§ **OBJECTIVE**:
Repeat every line of the data exactly, but not the pictures.

§ **RECORDS FOR THIS TASK**:
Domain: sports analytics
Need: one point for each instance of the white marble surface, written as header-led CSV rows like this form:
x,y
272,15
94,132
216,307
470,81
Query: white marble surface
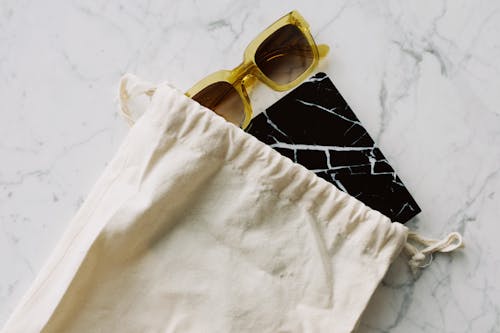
x,y
423,76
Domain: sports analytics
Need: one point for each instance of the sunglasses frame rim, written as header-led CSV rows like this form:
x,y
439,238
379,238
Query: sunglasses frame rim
x,y
237,76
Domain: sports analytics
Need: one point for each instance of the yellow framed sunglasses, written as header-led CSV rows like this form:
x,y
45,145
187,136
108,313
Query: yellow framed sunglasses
x,y
281,57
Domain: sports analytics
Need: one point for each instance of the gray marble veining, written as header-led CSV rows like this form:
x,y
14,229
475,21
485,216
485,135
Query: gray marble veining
x,y
423,77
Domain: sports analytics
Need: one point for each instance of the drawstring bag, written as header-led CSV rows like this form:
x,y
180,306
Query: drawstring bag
x,y
196,226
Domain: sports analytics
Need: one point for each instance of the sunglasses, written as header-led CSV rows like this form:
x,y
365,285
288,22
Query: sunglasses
x,y
281,57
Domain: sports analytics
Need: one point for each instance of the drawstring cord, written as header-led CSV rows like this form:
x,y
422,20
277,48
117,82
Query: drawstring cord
x,y
130,87
423,257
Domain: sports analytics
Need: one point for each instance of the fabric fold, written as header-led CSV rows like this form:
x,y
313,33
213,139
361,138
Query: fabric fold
x,y
196,226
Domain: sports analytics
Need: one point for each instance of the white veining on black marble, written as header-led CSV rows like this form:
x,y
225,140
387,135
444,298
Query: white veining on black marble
x,y
314,126
422,76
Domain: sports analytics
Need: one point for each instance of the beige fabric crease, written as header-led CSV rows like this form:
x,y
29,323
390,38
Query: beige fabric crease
x,y
196,226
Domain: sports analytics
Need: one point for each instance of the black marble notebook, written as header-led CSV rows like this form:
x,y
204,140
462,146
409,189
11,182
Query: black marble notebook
x,y
314,126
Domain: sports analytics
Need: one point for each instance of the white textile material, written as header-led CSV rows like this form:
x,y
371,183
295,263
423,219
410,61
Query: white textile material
x,y
196,226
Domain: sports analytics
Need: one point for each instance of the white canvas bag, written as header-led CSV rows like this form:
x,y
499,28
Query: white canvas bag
x,y
196,226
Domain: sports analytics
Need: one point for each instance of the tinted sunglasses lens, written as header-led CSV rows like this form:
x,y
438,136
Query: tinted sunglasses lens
x,y
223,99
284,55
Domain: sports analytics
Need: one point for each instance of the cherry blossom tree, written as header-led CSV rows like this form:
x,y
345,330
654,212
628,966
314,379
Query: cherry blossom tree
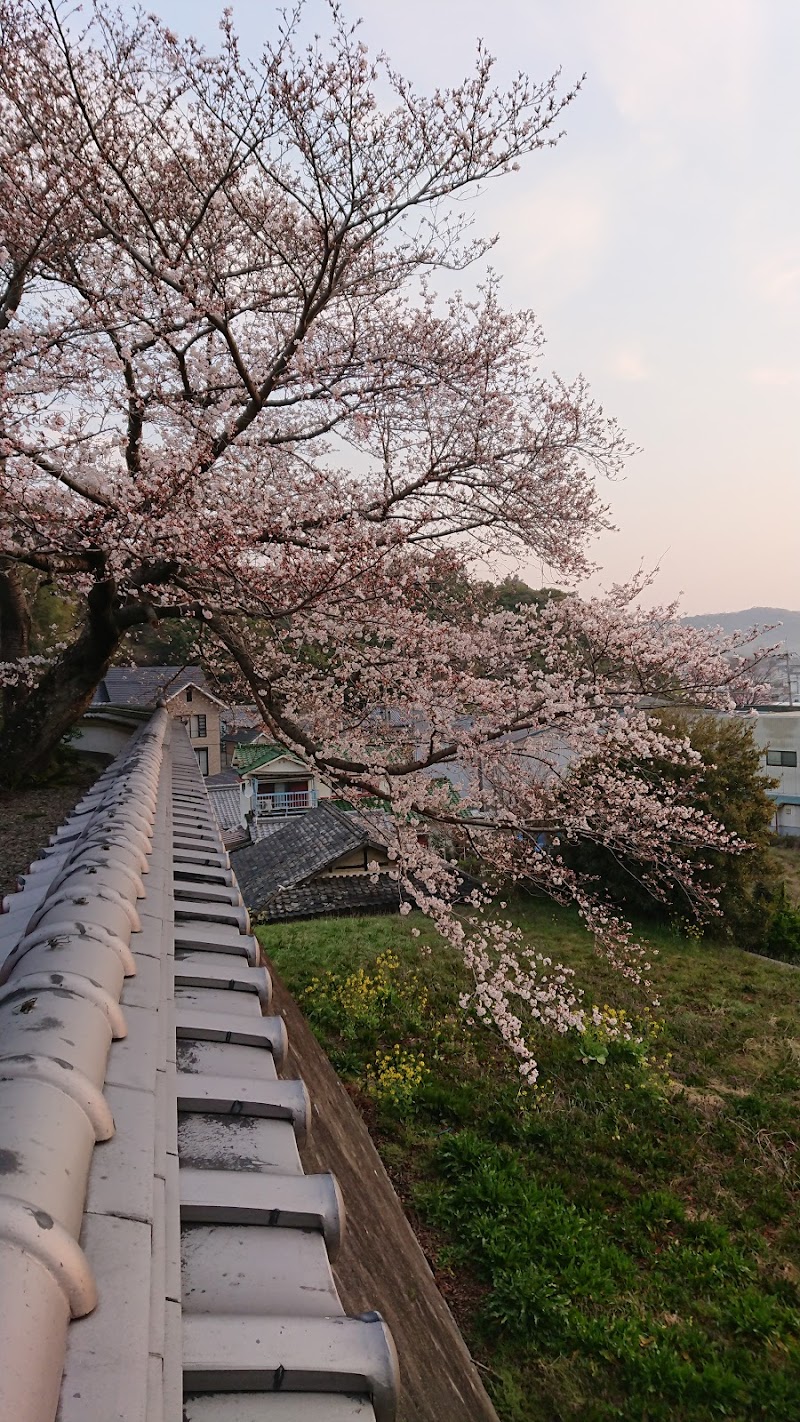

§ **SOLVED PROBLEM**:
Domain: sports analytics
Need: one point for each instance of the white marble surface, written as header-led CSV rows like this form:
x,y
272,15
94,132
216,307
470,81
Query: white marble surface
x,y
423,76
Domain: sports analytics
Need: one point for each instance of the sunglasses frame rim, written as header-led CSV rows like this form:
x,y
439,238
379,238
Query: sunglasses frame rim
x,y
237,76
Domain: sports analytics
Need: one point for each instance of the yellow framed sunglasses, written as header-led CSV rows like this form:
x,y
45,145
187,136
108,313
Query: yellow framed sunglasses
x,y
281,57
Domain: sports analytics
Need: one point for each instance of the gray marble veining, written as header-led CSV rows like this form:
x,y
14,229
475,21
485,216
485,135
Query: gray marble veining
x,y
423,77
Domain: sports analytics
Need: one point for each instance of the drawstring bag, written as header-led CSV rows like this form:
x,y
180,306
Query: drawstring bag
x,y
196,226
Domain: sports analytics
Need: one point for each instance of the sunglasses, written as header-led CSV rows like this form:
x,y
365,285
288,22
Query: sunglasses
x,y
281,57
Domain: sports analytics
Need: one point for each instance of the drawstring cord, written as header-led CSV rows like this form:
x,y
422,20
277,48
117,82
Query: drawstring cord
x,y
130,87
423,257
Domain: sports analytics
Need: one point for each instance of the fabric fold, written as header-led CSV rows like this form:
x,y
313,33
213,139
361,138
Query: fabric fold
x,y
196,226
Domain: sports analytics
Need: one point for each instance of the white veining on black marble, written as header-led CSV rows like this form:
x,y
225,140
387,135
444,298
Query: white veining on black marble
x,y
314,126
422,76
Domain: sports analytics
Need: one point for each instance of the beige fabric crease, written as header-led CSV rows like this form:
x,y
29,323
390,38
Query: beige fabric crease
x,y
196,226
Domain: sports analytics
Need: one point for each instance of the black marble notebook, written as header-led CSV rows like this form:
x,y
204,140
462,146
409,189
11,182
Query: black marble notebook
x,y
314,126
Domain: sports analytics
Need: one point for each instance of the white textile material, written as header-led CSV rows like this form:
x,y
371,183
295,263
423,219
410,61
Query: white textile material
x,y
196,226
Domain: sports analytics
Need: one point for each instance of the white canvas bag, written as header-led CSV rows like this form:
x,y
499,28
Query: white canvas bag
x,y
196,226
Domain: sports analytics
Need: one point for each instance of the tinted sunglasses lens, written as header-led CSV rows like this form:
x,y
438,136
Query: tinted sunglasses lens
x,y
223,99
284,55
Domain: sports analytics
Need: one point for each instance of the cherry blossom tree, written as header-led CSV rows like this form:
x,y
345,330
654,212
628,966
314,379
Query: cherry blossom tree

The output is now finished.